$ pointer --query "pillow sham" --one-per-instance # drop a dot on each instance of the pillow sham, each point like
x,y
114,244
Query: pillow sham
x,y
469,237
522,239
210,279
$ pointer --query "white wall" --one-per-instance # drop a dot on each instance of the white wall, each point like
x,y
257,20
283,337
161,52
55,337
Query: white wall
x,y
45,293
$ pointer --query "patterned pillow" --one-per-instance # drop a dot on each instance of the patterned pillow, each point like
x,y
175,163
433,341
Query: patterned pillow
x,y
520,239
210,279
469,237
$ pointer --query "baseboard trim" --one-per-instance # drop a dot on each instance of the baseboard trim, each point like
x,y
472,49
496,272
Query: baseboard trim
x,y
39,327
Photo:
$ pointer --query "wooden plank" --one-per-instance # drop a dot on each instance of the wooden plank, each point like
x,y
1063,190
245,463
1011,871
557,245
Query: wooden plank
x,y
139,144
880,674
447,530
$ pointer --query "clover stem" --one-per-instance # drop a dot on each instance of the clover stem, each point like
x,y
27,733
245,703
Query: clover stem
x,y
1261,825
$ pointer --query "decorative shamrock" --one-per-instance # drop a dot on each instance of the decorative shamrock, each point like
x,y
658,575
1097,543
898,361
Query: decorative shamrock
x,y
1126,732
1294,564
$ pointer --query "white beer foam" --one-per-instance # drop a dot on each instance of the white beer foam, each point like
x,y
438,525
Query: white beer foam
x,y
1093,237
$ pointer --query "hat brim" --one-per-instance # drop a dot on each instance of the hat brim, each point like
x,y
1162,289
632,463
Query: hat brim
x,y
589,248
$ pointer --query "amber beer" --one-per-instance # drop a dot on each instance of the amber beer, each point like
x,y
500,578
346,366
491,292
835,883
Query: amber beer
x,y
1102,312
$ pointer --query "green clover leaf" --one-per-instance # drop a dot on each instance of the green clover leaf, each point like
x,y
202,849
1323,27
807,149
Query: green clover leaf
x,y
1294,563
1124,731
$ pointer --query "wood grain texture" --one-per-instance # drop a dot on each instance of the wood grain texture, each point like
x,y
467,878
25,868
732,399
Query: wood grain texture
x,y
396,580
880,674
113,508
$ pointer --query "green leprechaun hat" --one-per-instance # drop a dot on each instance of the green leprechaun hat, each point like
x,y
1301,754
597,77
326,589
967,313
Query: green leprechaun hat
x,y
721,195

→ **What needs to be done**: Give the records above again, word for word.

→ **Exercise solution**:
$ pointer --query "pillow sham" --one-per-instance # drop a dot on each instance of the pillow sham, each point like
x,y
114,244
Query: pillow sham
x,y
469,237
522,239
210,279
$ pointer --query "white wall" --one-per-instance # drop a dot on each instance of the white wall, each point like
x,y
257,20
283,337
161,52
55,337
Query: white wall
x,y
45,293
$ pointer --query "patterned pillow" --one-per-instance # drop a dot on each instance of the patterned pillow, each point like
x,y
175,163
433,341
Query: patterned pillow
x,y
520,239
210,279
469,237
$ pointer --query "baseboard trim" --one-per-instance # drop a dot on each instance of the baseboard trim, each point like
x,y
472,49
496,272
Query: baseboard trim
x,y
39,327
Photo:
$ pointer --query "wooden plank" --one-per-instance # drop a dot on each instance of the wooden plank, each point like
x,y
1063,190
245,463
1011,871
557,245
Query: wooden plank
x,y
139,144
880,674
447,530
$ pointer --query "clover stem" --one-per-instance # drop a dot on each instance of the clover stem, each point like
x,y
27,733
245,703
Query: clover stem
x,y
1261,825
$ pointer --query "decorative shamrock" --one-per-instance # drop a dot on each instance of the decorative shamrock, each point like
x,y
658,575
1097,543
898,361
Query: decorative shamrock
x,y
1126,732
1294,564
$ pointer --query "white beer foam" --one-per-instance # drop a dot on each instance of the white beer foam, each point like
x,y
438,525
Query: white beer foam
x,y
1093,237
$ pointer --query "hat brim" --one-per-instance # drop a dot on each instance of the hat brim, each point like
x,y
1162,289
632,463
Query: hat brim
x,y
589,248
$ pointer --query "amber beer" --one-per-instance # drop a dot on each instance of the amber beer, each point like
x,y
500,578
346,366
491,292
835,883
Query: amber beer
x,y
1102,312
$ pointer --query "green clover leaf" --one-per-instance # drop a dot on each instance of the green clover leaf, each point like
x,y
202,849
1323,27
807,149
Query: green clover leaf
x,y
1294,563
1124,731
$ pointer --query "wood grain texture" --one-per-instance # drop a dot on each instance of the wood grain texture, each point like
x,y
467,878
25,868
732,399
Query: wood grain texture
x,y
396,580
880,674
113,508
$ pointer --query "green leprechaun hat" --one-per-instance # drop a dot on each instance of the green leprechaun hat, each point like
x,y
1301,754
597,77
326,589
967,313
Query: green leprechaun hat
x,y
721,195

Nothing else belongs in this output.